GOAL>
Return each line of the records below unchanged, in the same order.

* Begin DATA LINES *

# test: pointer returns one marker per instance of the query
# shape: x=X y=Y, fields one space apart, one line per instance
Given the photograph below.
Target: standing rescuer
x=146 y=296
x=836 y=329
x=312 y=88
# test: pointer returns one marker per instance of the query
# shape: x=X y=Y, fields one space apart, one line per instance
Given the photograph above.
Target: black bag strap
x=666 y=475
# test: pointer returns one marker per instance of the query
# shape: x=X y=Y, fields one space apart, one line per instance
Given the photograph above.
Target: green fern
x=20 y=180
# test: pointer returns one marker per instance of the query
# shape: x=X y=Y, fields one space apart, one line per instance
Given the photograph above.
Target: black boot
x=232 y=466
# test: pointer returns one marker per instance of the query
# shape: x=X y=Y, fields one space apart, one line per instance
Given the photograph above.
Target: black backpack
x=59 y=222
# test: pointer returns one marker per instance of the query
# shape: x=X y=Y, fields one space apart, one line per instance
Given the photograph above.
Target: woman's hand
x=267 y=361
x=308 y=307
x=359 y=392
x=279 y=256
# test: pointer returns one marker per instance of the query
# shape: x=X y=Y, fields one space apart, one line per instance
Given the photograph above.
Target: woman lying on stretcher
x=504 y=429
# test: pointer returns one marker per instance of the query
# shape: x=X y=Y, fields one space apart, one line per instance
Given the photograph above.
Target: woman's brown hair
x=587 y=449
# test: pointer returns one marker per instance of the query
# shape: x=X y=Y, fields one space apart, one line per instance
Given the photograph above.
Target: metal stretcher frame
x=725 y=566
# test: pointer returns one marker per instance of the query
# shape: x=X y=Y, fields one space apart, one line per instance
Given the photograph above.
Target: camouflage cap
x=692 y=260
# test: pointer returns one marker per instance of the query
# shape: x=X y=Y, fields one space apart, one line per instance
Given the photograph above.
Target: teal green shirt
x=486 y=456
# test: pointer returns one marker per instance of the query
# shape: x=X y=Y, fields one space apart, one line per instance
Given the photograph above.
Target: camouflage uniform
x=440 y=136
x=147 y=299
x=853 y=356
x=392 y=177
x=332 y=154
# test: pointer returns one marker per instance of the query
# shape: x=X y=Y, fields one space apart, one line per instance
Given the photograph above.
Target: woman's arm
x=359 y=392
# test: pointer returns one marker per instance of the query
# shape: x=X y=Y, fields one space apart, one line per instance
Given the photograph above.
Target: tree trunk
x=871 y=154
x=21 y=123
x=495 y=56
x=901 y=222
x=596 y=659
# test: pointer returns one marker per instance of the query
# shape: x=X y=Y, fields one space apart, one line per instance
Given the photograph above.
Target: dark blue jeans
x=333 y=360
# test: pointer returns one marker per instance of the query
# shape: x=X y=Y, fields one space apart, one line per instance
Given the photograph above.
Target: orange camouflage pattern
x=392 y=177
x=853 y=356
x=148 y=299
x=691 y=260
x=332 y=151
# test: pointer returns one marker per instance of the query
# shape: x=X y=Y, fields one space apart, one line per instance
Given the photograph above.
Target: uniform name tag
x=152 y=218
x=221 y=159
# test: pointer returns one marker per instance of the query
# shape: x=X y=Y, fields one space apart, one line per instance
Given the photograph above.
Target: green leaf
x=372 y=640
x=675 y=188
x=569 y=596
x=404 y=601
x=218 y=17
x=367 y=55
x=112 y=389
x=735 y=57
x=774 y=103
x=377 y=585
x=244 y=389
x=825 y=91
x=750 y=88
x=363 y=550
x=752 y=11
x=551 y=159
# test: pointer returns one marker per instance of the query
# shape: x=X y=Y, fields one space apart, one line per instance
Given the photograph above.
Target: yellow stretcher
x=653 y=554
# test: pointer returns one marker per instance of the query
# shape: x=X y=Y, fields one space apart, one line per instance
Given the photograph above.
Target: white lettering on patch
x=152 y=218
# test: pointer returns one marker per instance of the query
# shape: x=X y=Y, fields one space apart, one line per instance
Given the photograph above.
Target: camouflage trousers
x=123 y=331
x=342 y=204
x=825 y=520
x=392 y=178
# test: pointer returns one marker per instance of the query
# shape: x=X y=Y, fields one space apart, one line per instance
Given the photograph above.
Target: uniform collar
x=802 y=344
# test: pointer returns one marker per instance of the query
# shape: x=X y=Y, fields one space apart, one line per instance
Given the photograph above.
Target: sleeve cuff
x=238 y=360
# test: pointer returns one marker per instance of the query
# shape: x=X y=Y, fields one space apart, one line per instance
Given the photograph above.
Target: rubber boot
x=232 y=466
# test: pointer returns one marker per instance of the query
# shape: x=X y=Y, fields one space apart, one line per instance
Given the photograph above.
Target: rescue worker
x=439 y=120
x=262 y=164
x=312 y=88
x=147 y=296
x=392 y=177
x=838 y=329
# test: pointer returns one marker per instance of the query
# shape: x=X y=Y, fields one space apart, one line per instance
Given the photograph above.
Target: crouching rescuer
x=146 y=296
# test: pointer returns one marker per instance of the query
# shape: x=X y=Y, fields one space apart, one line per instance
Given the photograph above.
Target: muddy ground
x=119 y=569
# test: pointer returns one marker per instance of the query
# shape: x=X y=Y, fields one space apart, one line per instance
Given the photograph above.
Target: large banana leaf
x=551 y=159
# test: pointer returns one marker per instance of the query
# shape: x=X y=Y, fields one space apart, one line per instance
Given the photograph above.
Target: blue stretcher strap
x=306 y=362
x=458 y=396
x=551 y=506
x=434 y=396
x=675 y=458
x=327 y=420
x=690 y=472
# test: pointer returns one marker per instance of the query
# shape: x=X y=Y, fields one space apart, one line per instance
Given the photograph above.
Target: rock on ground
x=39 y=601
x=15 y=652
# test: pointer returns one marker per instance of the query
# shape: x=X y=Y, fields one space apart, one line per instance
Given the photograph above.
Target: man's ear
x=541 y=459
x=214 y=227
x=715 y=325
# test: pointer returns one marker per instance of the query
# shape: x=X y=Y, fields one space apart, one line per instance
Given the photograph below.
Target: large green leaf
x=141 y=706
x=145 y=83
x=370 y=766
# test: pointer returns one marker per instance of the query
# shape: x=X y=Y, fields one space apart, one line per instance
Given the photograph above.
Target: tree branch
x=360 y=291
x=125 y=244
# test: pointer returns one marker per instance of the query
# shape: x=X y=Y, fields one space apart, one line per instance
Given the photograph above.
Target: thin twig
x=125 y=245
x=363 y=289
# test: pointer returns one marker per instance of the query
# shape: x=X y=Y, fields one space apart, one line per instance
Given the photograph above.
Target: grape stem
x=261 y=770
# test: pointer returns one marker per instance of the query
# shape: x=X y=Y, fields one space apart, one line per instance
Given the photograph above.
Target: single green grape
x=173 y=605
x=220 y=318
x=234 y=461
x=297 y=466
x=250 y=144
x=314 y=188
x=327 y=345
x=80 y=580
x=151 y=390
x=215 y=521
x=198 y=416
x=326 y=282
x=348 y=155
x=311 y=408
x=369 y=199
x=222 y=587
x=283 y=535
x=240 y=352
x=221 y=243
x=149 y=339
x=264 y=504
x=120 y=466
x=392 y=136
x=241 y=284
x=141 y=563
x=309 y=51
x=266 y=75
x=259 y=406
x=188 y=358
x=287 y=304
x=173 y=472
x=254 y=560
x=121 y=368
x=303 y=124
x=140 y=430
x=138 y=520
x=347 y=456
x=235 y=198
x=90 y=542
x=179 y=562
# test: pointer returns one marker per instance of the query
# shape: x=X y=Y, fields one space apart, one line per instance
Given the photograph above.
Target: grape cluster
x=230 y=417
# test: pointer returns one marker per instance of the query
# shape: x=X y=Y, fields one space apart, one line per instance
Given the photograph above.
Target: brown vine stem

* End DATA LINES *

OUTPUT OF THE EXERCISE>
# test: pointer returns one marker per instance of the query
# shape: x=X y=Y, fields one space apart, one line per instance
Given the photograph below.
Target: standing rescuer
x=146 y=296
x=836 y=329
x=312 y=88
# test: pointer returns one marker per instance of the query
# shape: x=X y=Y, fields one space apart, one line per instance
Given the photograph above.
Target: black bag strap
x=666 y=475
# test: pointer returns one marker per instance of the query
# shape: x=X y=Y, fields one space apart, one line per instance
Given the photograph above.
Target: green fern
x=20 y=180
# test: pointer returns one marker per instance of the query
# shape: x=X y=Y, fields one space apart, one line per instance
Given the photograph above.
Target: black boot
x=232 y=466
# test: pointer returns one marker per instance of the query
# shape: x=X y=Y, fields one space apart, one line per instance
Given the photograph above.
Target: black backpack
x=59 y=222
# test: pointer returns one marker per instance of the query
# shape: x=X y=Y, fields one space apart, one line per instance
Given the photograph above.
Target: woman's hand
x=267 y=361
x=308 y=307
x=359 y=392
x=279 y=256
# test: pointer returns one marker per instance of the query
# shape: x=X y=Y, fields one space apart, one line per instance
Given the photograph above.
Target: woman lying on stretcher
x=504 y=429
# test: pointer returns one marker per instance of the query
# shape: x=X y=Y, fields one space apart, one line per instance
Given the photograph above.
Target: woman's brown hair
x=587 y=449
# test: pointer returns one marker per instance of the query
# shape: x=X y=Y, fields one space apart, one line per instance
Given the photograph above.
Target: metal stretcher frame
x=725 y=566
# test: pointer returns one marker per instance of the query
# shape: x=X y=Y, fields one space apart, one line per instance
Given the photograph above.
Target: camouflage cap
x=692 y=260
# test: pointer returns one marker per instance of the query
# shape: x=X y=Y, fields one space apart, one line per instance
Given the photograph above.
Target: teal green shirt
x=486 y=456
# test: pointer returns one marker per instance of the query
# shape: x=X y=Y, fields one space apart, one line per instance
Given the photograph above.
Target: camouflage uniform
x=440 y=136
x=147 y=299
x=853 y=356
x=392 y=177
x=332 y=154
# test: pointer returns one marker per instance of the query
# shape: x=X y=Y, fields one space apart, one line per instance
Given the photograph above.
Target: woman's arm
x=359 y=392
# test: pointer returns one marker per instance of the query
# shape: x=X y=Y, fields one space apart, one line per instance
Given the photograph above.
Target: tree trunk
x=871 y=154
x=21 y=123
x=495 y=56
x=901 y=222
x=596 y=659
# test: pointer returns one marker per instance of the query
# shape: x=X y=Y, fields one space apart, one line per instance
Given the photograph above.
Target: dark blue jeans
x=333 y=360
# test: pointer returns one marker per instance of the query
# shape: x=X y=Y, fields one space apart, one line per instance
Given the photograph above.
Target: orange camouflage pattern
x=392 y=177
x=853 y=356
x=148 y=299
x=691 y=260
x=332 y=151
# test: pointer returns one marker per instance of the query
# shape: x=X y=Y, fields one space apart, one line per instance
Given the photograph above.
Target: uniform name tag
x=152 y=218
x=221 y=159
# test: pointer returns one marker per instance of the query
# shape: x=X y=Y, fields one space apart, one line per instance
Given the photograph above.
Target: green leaf
x=372 y=640
x=675 y=188
x=569 y=596
x=404 y=601
x=218 y=17
x=367 y=55
x=112 y=389
x=735 y=57
x=774 y=103
x=377 y=585
x=244 y=389
x=825 y=91
x=750 y=88
x=363 y=550
x=752 y=11
x=551 y=159
# test: pointer returns one marker per instance of the query
# shape: x=X y=Y, fields one space apart, one line per instance
Given the photograph above.
Target: yellow stretcher
x=653 y=554
# test: pointer returns one marker per instance of the query
# shape: x=X y=Y, fields one space apart, one line per instance
Given the photograph above.
Target: white lettering on patch
x=152 y=218
# test: pointer returns one marker per instance of the query
# shape: x=X y=Y, fields one space apart, one line per instance
Given the photograph above.
Target: camouflage trousers
x=123 y=331
x=342 y=204
x=825 y=520
x=392 y=178
# test: pointer returns one marker per instance of the query
# shape: x=X y=Y, fields one space apart, one line per instance
Given the photograph above.
Target: uniform collar
x=802 y=344
# test: pointer returns one marker per instance of the query
# shape: x=X y=Y, fields one space apart, one line per instance
Given the photograph above.
Target: sleeve cuff
x=238 y=360
# test: pointer returns one marker per instance of the query
# shape: x=X y=Y, fields one space apart, one line per instance
Given the photograph above.
Target: rubber boot
x=232 y=466
# test: pointer returns one marker per instance of the query
# shape: x=X y=Y, fields one space apart, one line per instance
Given the photograph above.
Target: rescue worker
x=439 y=120
x=262 y=164
x=312 y=88
x=147 y=296
x=392 y=177
x=838 y=329
# test: pointer returns one marker per instance of the query
# shape: x=X y=Y, fields one space apart, one line per instance
Given the photograph above.
Target: crouching rescuer
x=146 y=296
# test: pointer returns one marker per instance of the query
# shape: x=X y=Y, fields one space apart, one line per instance
Given the photograph above.
Target: muddy ground
x=119 y=569
# test: pointer returns one marker per instance of the query
# shape: x=X y=Y, fields one space apart, one line per instance
Given the photograph above.
Target: large banana leaf
x=551 y=159
# test: pointer returns one marker per instance of the query
# shape: x=X y=Y, fields one space apart, one line per instance
Given the photograph above.
Target: blue stretcher strap
x=306 y=362
x=458 y=396
x=551 y=506
x=434 y=396
x=675 y=458
x=327 y=420
x=690 y=472
# test: pointer returns one marker per instance of the query
# shape: x=X y=Y, fields one space apart, one line per instance
Given the photograph above.
Target: rock on ground
x=39 y=601
x=15 y=652
# test: pointer returns one marker per instance of the query
# shape: x=X y=Y, fields one space apart, one line per instance
Given the photograph above.
Target: man's ear
x=541 y=459
x=214 y=227
x=715 y=325
# test: pointer returns one marker per instance of the query
# shape: x=X y=Y, fields one space apart, one line per instance
Given the photograph below.
Target: large green leaf
x=141 y=706
x=145 y=83
x=370 y=766
# test: pointer returns one marker per instance of the query
# shape: x=X y=Y, fields one space apart, one line per instance
Given the photograph above.
Target: tree branch
x=360 y=291
x=125 y=244
# test: pointer returns one marker per instance of the query
# shape: x=X y=Y, fields one space apart, one line per instance
Given the photograph above.
Target: thin twig
x=125 y=245
x=363 y=289
# test: pointer returns one marker per instance of the query
# shape: x=X y=Y, fields one space apart, one line per instance
Given the photograph above.
Target: grape stem
x=261 y=770
# test: pointer returns one marker per instance of the query
# shape: x=X y=Y, fields one space apart, one line per instance
Given the photograph above.
Target: single green grape
x=173 y=605
x=220 y=318
x=234 y=461
x=297 y=466
x=250 y=144
x=314 y=188
x=327 y=345
x=80 y=580
x=151 y=390
x=215 y=521
x=198 y=416
x=326 y=282
x=348 y=155
x=311 y=408
x=369 y=199
x=222 y=587
x=283 y=535
x=240 y=352
x=221 y=243
x=149 y=339
x=264 y=504
x=120 y=466
x=392 y=136
x=241 y=284
x=141 y=563
x=309 y=51
x=266 y=75
x=259 y=406
x=188 y=358
x=287 y=304
x=173 y=472
x=254 y=560
x=121 y=368
x=303 y=124
x=140 y=430
x=138 y=520
x=347 y=456
x=235 y=198
x=90 y=542
x=179 y=562
# test: pointer returns one marker per instance of the query
# shape: x=X y=Y, fields one space apart, one line per instance
Given the photograph above.
Target: grape cluster
x=230 y=417
# test: pointer returns one marker per instance of the query
# shape: x=X y=Y, fields one space apart, one line per instance
Given the photograph above.
Target: brown vine stem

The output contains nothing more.